ISTRUZIONI:
- A) Secondo il testo fornito, dove si trova in gran parte il debito in un'economia globalizzata?
- B) Estrai senza alcuna modifica dal testo fornito la parte che comincia con le parole contenenti "La questione legalistica" e si chiude con "del capitalismo ideale.".

TESTO FORNITO:
--------------------------------------------------

La questione legalistica allontana poi il dibattito dalle possibili risposte immediate, a livello nazionale, ponendo come unico scenario possibile quello di una soluzione internazionale. In un’economia globalizzata, infatti, il debito sta in gran parte all’estero. Per ripudiarlo si deve quindi guardare al diritto internazionale. La Costituzione, che in molti brandivano nelle piazze in difesa dei diritti fondamentali, lascia dunque il posto alla Carta dell’Onu, alla Dichiarazione universale dei diritti dell’uomo e ad altri accordi internazionali, peraltro sistematicamente violati dalle principali potenze capitalistiche, che però sanciscono nero su bianco i più alti valori morali del capitalismo ideale.

--------------------------------------------------

MATERIALE:
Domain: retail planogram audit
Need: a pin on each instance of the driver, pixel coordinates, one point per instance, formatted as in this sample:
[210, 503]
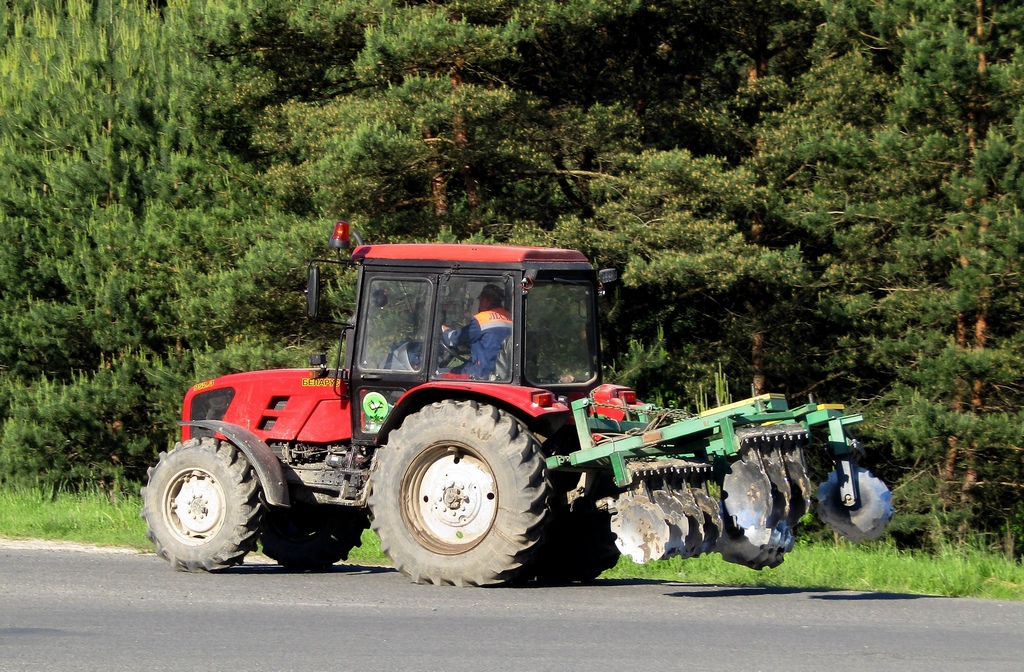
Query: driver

--------------------------------------------------

RISPOSTE:
- A) In gran parte all'estero.

- B)
La questione legalistica allontana poi il dibattito dalle possibili risposte immediate, a livello nazionale, ponendo come unico scenario possibile quello di una soluzione internazionale. In un’economia globalizzata, infatti, il debito sta in gran parte all’estero. Per ripudiarlo si deve quindi guardare al diritto internazionale. La Costituzione, che in molti brandivano nelle piazze in difesa dei diritti fondamentali, lascia dunque il posto alla Carta dell’Onu, alla Dichiarazione universale dei diritti dell’uomo e ad altri accordi internazionali, peraltro sistematicamente violati dalle principali potenze capitalistiche, che però sanciscono nero su bianco i più alti valori morali del capitalismo ideale.